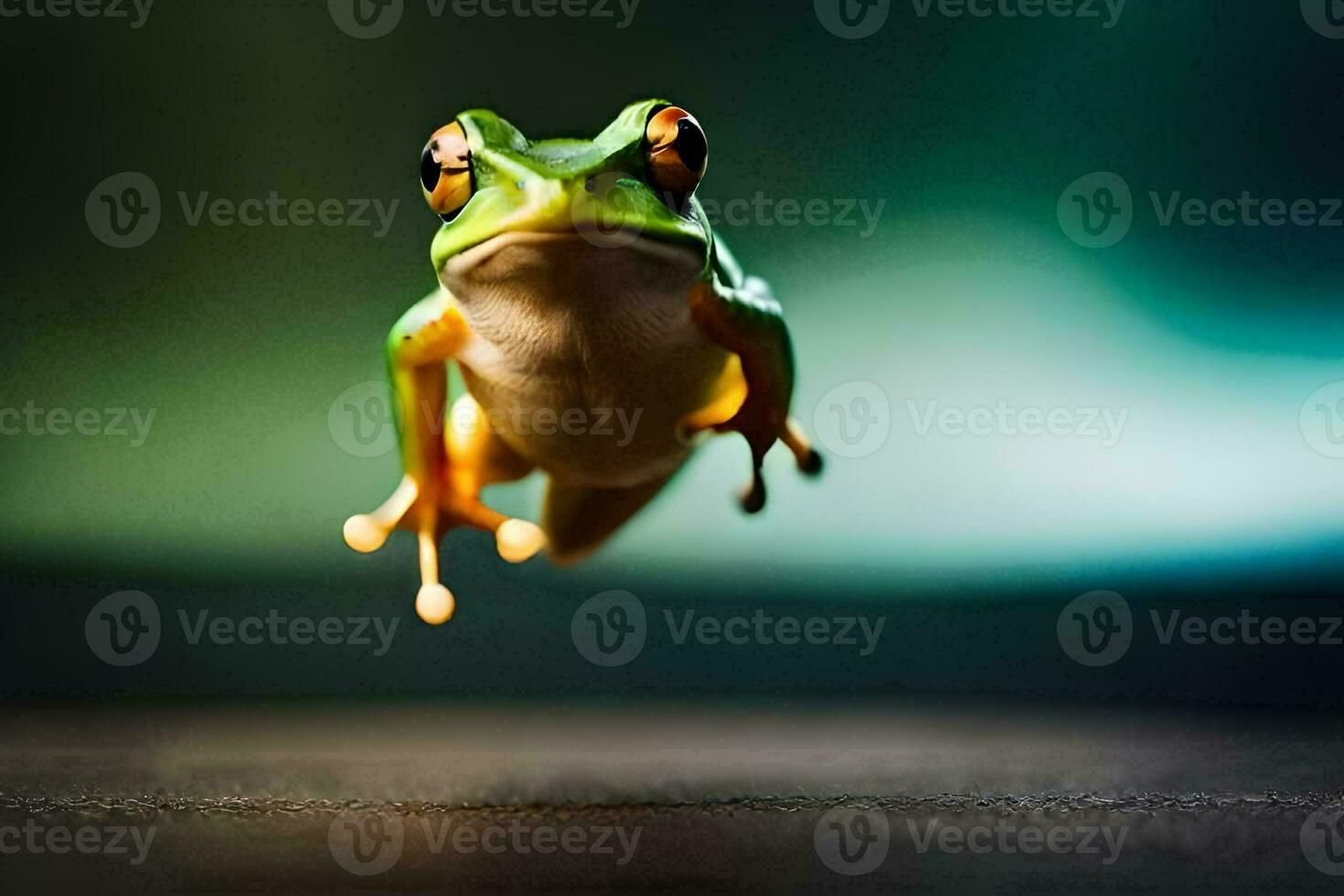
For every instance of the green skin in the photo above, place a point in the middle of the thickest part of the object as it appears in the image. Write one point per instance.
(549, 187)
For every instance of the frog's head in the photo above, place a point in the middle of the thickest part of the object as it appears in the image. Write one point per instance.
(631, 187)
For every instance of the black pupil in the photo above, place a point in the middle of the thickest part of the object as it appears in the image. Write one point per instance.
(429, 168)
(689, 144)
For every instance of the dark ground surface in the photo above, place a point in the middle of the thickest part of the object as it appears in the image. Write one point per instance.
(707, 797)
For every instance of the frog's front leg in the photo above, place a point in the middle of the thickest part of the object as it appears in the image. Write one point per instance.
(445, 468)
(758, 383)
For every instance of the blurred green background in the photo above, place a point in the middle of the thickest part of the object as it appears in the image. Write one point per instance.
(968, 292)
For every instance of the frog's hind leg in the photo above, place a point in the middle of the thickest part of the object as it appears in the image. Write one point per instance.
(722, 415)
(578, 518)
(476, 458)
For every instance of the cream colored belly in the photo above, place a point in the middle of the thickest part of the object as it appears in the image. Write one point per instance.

### PROBLEM DETAILS
Since the pictures are not wanted, repeat only the rest of the material, exactly as given.

### OUTPUT OF THE TASK
For every instance of the green skin in the photo above, place a point in the middle of the thickest part of the object as it appears in the image. Write one point per instance.
(549, 187)
For every instance of the frog's head in the photo above, place a point in the middle of the thickest part of the object as it appears in the image. Write one point per instance.
(631, 187)
For every instance of the black pupil in the photo above, place a point in the middle of the thickest part of the object as it appears in the image. Write one point per instance.
(429, 168)
(689, 144)
For every instance of the dark ground surface in the photo above, place a point in the middle of the thickest part of the object as it appears in the image. Write one point per instance.
(707, 797)
For every instance of the frog's front leg in the photo above, place a point in the middle of the thickest part of the object as it appears in the image. Write one point per instance.
(445, 468)
(758, 383)
For every instance of the blurred green background in the photo above, place a point in the middle of the thickest part of the object as it appears in the image. Write one point per instance.
(968, 292)
For every instance of the frog's hind leg in the photo above, place a point in the middle of the thickest part of the object as it appears in the image. Write one point per instance.
(722, 415)
(578, 518)
(476, 458)
For every instance of the cream colored belly in the photo above, place a point in the middle of the thickest part of the object as it appears in the image. Write one point per instance.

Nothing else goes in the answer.